::: Extracted records

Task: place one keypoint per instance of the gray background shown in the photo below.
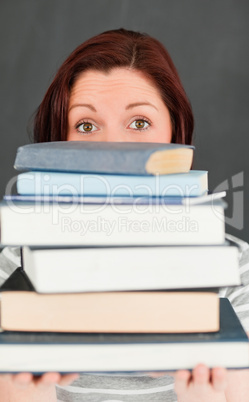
(208, 41)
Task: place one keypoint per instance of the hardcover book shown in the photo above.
(60, 352)
(105, 157)
(114, 312)
(66, 224)
(191, 184)
(130, 268)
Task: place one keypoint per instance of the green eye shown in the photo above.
(140, 124)
(86, 127)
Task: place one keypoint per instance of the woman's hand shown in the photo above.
(24, 387)
(202, 385)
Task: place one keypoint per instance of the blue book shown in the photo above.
(105, 157)
(42, 352)
(191, 184)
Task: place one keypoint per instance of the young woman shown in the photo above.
(123, 86)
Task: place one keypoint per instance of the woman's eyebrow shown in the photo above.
(89, 106)
(131, 105)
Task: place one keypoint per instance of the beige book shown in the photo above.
(117, 312)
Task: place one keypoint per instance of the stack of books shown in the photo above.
(123, 255)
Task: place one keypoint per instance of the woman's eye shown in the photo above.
(86, 127)
(139, 124)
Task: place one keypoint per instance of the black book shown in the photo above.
(98, 352)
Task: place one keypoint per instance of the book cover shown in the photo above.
(191, 184)
(43, 352)
(103, 157)
(110, 224)
(115, 312)
(117, 268)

::::::

What to work on:
Write out again only the lines from the one with "Task: place one keypoint per instance of the hardcover" through the last line of the records above. Keep every word as it stands.

Result of this task:
Task: place one keypoint per instance of the hardcover book shown in the photo above.
(60, 352)
(105, 157)
(114, 312)
(66, 224)
(191, 184)
(130, 268)
Task: place one keypoint per instance of the green eye shown in the photo above.
(140, 124)
(86, 127)
Task: place one keypoint per instance of the woman's hand shown in the photo above.
(24, 387)
(202, 385)
Task: place one keypoint per instance of the blue book shown in the photo above.
(105, 157)
(42, 352)
(191, 184)
Task: place one keypoint per instance of the young woman shown in the photo above.
(123, 86)
Task: place one keypoint per instance of the woman's eyebrow shown in the photo above.
(89, 106)
(131, 105)
Task: place one keypoint per instance of the beige book shown in the photo above.
(117, 312)
Task: place one keypoint per instance of the stack of books shown in the photo above.
(123, 255)
Task: place one keypoint per instance of the woman's eye shown in the photo above.
(86, 127)
(139, 124)
Task: place one keypoint per instance of the black book shown in the photo above.
(98, 352)
Task: place one keypoint per instance of the book cover shown in the photo above.
(191, 184)
(43, 352)
(103, 157)
(110, 224)
(115, 312)
(117, 268)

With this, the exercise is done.